* WRITTEN PROBLEM:
Reproduce each line of the material below verbatim, omitting the pictures.

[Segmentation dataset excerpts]
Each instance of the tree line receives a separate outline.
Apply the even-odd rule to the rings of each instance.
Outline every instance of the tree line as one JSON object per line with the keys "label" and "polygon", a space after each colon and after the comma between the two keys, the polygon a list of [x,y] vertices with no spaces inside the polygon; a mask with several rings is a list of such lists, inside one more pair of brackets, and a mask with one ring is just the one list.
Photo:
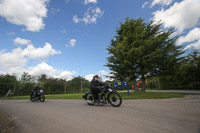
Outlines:
{"label": "tree line", "polygon": [[160,89],[200,89],[200,53],[186,54],[175,30],[163,30],[162,23],[145,22],[142,18],[126,18],[116,29],[116,35],[107,47],[109,56],[105,66],[115,80],[145,82],[158,80]]}
{"label": "tree line", "polygon": [[[200,52],[188,51],[176,45],[179,38],[173,28],[163,30],[162,23],[145,22],[142,18],[126,18],[116,29],[116,35],[107,47],[107,66],[114,81],[129,81],[137,90],[200,89]],[[187,52],[187,53],[186,53]],[[147,85],[145,82],[147,81]],[[45,74],[38,77],[24,73],[20,79],[15,75],[0,75],[0,96],[11,89],[14,95],[28,95],[38,82],[45,94],[79,93],[89,90],[89,81],[83,77],[72,80],[50,78]],[[155,85],[156,83],[156,85]],[[159,87],[158,87],[159,86]]]}

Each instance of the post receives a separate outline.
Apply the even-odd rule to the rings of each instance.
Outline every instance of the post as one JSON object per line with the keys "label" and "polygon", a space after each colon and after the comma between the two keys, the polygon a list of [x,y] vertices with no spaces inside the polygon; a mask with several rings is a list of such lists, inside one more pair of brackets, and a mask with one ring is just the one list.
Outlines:
{"label": "post", "polygon": [[82,89],[82,80],[81,80],[81,93],[82,93],[83,89]]}
{"label": "post", "polygon": [[66,80],[65,80],[65,94],[66,94],[66,90],[67,90],[67,88],[66,88]]}

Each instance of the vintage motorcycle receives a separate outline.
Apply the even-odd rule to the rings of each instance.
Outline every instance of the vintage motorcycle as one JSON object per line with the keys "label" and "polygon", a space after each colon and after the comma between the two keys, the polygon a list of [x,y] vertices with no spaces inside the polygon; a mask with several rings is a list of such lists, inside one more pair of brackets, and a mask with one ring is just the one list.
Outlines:
{"label": "vintage motorcycle", "polygon": [[43,90],[39,90],[39,92],[36,92],[37,94],[34,95],[34,92],[32,91],[30,93],[30,100],[32,102],[38,101],[40,100],[41,102],[45,101],[45,96],[44,96],[44,91]]}
{"label": "vintage motorcycle", "polygon": [[100,93],[98,103],[95,103],[94,96],[91,92],[85,92],[83,98],[88,105],[110,103],[113,107],[119,107],[122,104],[121,96],[116,91],[113,91],[110,85],[104,85],[99,90]]}

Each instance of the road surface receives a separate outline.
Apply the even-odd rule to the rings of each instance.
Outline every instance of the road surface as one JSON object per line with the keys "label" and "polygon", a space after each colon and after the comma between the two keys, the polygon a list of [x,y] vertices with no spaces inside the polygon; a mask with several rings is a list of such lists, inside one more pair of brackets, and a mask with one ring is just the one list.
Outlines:
{"label": "road surface", "polygon": [[200,95],[124,100],[119,108],[83,100],[0,100],[17,133],[200,133]]}

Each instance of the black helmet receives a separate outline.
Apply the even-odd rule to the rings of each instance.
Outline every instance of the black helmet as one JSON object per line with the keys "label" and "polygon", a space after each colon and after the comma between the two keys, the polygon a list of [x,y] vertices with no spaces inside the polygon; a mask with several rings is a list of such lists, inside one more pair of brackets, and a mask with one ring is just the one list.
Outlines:
{"label": "black helmet", "polygon": [[98,76],[98,75],[94,75],[94,76],[93,76],[93,79],[94,79],[94,78],[99,78],[99,76]]}

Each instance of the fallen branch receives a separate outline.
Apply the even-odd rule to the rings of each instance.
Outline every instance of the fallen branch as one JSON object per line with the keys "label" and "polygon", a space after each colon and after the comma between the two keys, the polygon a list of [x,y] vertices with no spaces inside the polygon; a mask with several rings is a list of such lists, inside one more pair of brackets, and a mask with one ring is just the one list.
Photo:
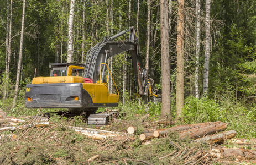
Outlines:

* EXERCISE RESPONSE:
Each instance of the tree line receives a separate outline.
Apply the even-odd rule to the rings of each instance.
Outline every instance of the tree line as one JSON object per line with the keys "label" and "polygon", a space after each colon and after the comma between the two keys, the polygon a list of [x,y] vertices with no spaces inside the polygon; a mask with several rings is a list of such lists, inside one more pair of brackets, and a mask with one ring is just the one list.
Photo:
Outlines:
{"label": "tree line", "polygon": [[160,89],[200,89],[200,53],[186,54],[175,30],[163,30],[162,23],[145,22],[142,18],[126,18],[116,29],[116,35],[107,47],[109,56],[105,66],[115,80],[145,82],[158,80]]}
{"label": "tree line", "polygon": [[[200,52],[188,51],[176,45],[179,38],[173,28],[163,30],[162,23],[145,22],[142,18],[126,18],[116,29],[116,35],[107,47],[107,66],[114,81],[129,81],[137,90],[200,89]],[[187,52],[187,53],[186,53]],[[147,85],[145,82],[147,81]],[[45,74],[38,77],[24,73],[20,79],[15,75],[0,75],[0,96],[11,89],[14,95],[28,95],[38,82],[45,94],[79,93],[89,90],[89,81],[83,77],[72,80],[50,78]],[[155,85],[156,83],[156,85]],[[159,87],[158,87],[159,86]]]}

Each instance of the post receives a separate outline.
Apply the even-odd rule to the rings of each instance.
Outline every instance of the post as one JSON object per line with the keys "label" and "polygon", a space after each colon and after the comma between the two keys, the polygon a list of [x,y] vertices with no spaces inside the polygon; a mask with several rings is a list of such lists, inside one more pair of brackets, and a mask with one ring is just the one list.
Outlines:
{"label": "post", "polygon": [[82,89],[82,80],[81,80],[81,93],[82,93],[83,89]]}
{"label": "post", "polygon": [[66,80],[65,80],[65,94],[66,94],[66,90],[67,90],[67,88],[66,88]]}

Each instance of the vintage motorcycle receives a separate outline.
Apply the even-odd rule to the rings of each instance.
Outline every instance of the vintage motorcycle as one JSON object per line with the keys "label" and "polygon", a space after each colon and after the comma between the two keys, the polygon a list of [x,y] vertices with no spaces inside the polygon; a mask with several rings is a list of such lists, inside one more pair of brackets, and a mask with one ring is just the one list.
Outlines:
{"label": "vintage motorcycle", "polygon": [[43,90],[39,90],[39,92],[36,92],[37,94],[34,95],[34,92],[32,91],[30,93],[30,100],[32,102],[38,101],[40,100],[41,102],[45,101],[45,96],[44,96],[44,91]]}
{"label": "vintage motorcycle", "polygon": [[100,93],[98,103],[95,103],[94,96],[91,92],[85,92],[83,98],[88,105],[110,103],[113,107],[119,107],[122,104],[121,96],[116,91],[113,91],[110,85],[104,85],[99,90]]}

Each instance of the road surface receives a separate outline.
Apply the even-odd rule to the rings of each instance.
Outline every instance of the road surface as one JSON object per line with the keys "label" and "polygon", a space after each colon and after the comma between the two keys, the polygon a list of [x,y] vertices with no spaces inside the polygon; a mask with several rings is a list of such lists, inside one more pair of brackets, and a mask with one ring is just the one list.
Outlines:
{"label": "road surface", "polygon": [[200,95],[124,100],[119,108],[83,100],[0,100],[17,133],[200,133]]}

Each instance of the black helmet receives a separate outline.
Apply the even-odd rule to the rings of each instance.
Outline every instance of the black helmet as one JSON object per line with the keys "label" and "polygon", a space after each colon and after the comma between the two keys, the polygon a list of [x,y] vertices with no spaces inside the polygon; a mask with several rings is a list of such lists, inside one more pair of brackets, and a mask with one ring is just the one list.
Outlines:
{"label": "black helmet", "polygon": [[98,76],[98,75],[94,75],[94,76],[93,76],[93,79],[94,79],[94,78],[99,78],[99,76]]}

Each instance of the fallen branch receives a separate outline.
Apply the even-odd rule to the rings of each instance.
Outline every instance of the fallen branch as one JSON object per line with the keys "label" and "polygon", a space after each colon and after the comma between the two keys, the polygon a list of [x,y] vertices with no spaces inside the polygon; a mask with several rings is a list of such lists, inside one more pair of brackets, and a mask with one ring is just the one list.
Photo:
Outlines:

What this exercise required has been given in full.